-- Listed records --

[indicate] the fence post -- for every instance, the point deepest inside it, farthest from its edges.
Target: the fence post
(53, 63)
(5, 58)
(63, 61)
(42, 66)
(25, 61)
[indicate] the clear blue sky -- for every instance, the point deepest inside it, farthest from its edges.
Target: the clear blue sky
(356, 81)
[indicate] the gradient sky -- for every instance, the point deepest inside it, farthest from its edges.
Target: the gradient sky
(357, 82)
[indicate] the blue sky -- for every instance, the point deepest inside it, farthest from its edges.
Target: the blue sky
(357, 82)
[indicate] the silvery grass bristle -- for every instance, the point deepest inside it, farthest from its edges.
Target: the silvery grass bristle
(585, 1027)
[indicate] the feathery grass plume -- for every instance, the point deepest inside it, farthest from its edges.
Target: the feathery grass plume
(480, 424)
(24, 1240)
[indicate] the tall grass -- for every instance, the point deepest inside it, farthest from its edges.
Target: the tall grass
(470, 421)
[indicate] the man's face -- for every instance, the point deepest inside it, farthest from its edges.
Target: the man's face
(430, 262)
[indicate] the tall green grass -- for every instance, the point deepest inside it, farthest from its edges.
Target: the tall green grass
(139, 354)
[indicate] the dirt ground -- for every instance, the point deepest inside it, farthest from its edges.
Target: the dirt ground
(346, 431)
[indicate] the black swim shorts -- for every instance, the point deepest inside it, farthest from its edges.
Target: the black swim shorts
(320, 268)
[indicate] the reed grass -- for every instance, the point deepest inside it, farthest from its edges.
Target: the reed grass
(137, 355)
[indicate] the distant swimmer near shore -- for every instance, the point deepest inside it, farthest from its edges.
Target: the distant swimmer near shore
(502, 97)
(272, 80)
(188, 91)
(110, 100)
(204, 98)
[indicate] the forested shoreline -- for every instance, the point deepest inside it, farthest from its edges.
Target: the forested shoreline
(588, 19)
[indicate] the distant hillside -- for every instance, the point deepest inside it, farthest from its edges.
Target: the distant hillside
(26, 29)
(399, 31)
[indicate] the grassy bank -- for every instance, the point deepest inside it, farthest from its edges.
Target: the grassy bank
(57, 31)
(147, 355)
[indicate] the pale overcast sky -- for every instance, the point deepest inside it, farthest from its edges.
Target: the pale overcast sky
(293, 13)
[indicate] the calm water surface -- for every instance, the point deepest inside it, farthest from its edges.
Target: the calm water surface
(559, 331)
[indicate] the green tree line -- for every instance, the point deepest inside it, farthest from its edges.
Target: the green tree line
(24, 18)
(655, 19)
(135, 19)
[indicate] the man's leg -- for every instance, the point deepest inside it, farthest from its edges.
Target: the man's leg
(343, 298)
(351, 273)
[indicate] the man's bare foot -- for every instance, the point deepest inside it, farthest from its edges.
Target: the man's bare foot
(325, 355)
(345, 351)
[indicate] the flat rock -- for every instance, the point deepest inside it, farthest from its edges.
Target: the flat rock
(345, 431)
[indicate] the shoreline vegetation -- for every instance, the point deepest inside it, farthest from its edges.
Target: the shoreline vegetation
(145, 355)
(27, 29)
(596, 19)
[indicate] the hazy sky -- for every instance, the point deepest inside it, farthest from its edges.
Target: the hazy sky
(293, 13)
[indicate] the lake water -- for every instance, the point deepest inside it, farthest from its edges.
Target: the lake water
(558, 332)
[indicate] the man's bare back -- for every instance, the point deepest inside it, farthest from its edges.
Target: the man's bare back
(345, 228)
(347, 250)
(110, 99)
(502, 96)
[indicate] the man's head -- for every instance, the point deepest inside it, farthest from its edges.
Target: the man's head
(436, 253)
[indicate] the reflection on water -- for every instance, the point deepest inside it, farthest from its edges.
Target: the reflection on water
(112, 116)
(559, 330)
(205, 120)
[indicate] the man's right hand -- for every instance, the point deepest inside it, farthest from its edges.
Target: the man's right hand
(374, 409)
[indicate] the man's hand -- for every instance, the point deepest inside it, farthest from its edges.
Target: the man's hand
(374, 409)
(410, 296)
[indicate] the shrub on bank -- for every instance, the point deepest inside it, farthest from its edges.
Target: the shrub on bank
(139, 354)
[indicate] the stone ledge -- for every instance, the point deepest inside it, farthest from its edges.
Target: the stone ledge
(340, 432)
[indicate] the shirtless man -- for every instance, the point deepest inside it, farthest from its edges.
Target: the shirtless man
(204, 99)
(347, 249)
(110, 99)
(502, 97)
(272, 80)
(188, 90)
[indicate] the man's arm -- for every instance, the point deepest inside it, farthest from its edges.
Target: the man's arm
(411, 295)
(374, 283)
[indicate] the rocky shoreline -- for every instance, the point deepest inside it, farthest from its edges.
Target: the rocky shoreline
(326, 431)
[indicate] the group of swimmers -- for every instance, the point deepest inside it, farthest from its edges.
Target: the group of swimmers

-- What is asked --
Please rewrite the records above, starting with the line that contains "[indicate] the man's hand" and going on through the end of the records, replacing "edges" with "borders" and leaving everything else unchanged.

-- Exercise output --
[indicate] the man's hand -- for every instance, the point deepest inside it, farthest from its borders.
Target: the man's hand
(374, 409)
(410, 296)
[indicate] the shrub on bank -- for every instance, the point deepest inside it, farthest from its borders.
Target: the shrub on bank
(139, 354)
[indicate] the stone ledge -- for every instance, the point deepest inside it, farthest from its borders.
Target: the stone ledge
(340, 432)
[indicate] the shirtless man -- for every instance, the point deepest inside it, farthest from its borders.
Target: the shirtless man
(204, 99)
(347, 249)
(110, 99)
(502, 97)
(272, 80)
(188, 90)
[indicate] the man's arm -- for every instance, the point deepest inside it, farthest from its borders.
Target: the man's arm
(411, 295)
(374, 283)
[indicate] the rocky shoreline -- for every instance, the point deepest inside it, farthest from its borders.
Target: the rocky shoreline
(326, 431)
[indicate] the group of swimmers -- for every instance, the point deepest inside it, farthest from its borders.
Target: the group of swimmers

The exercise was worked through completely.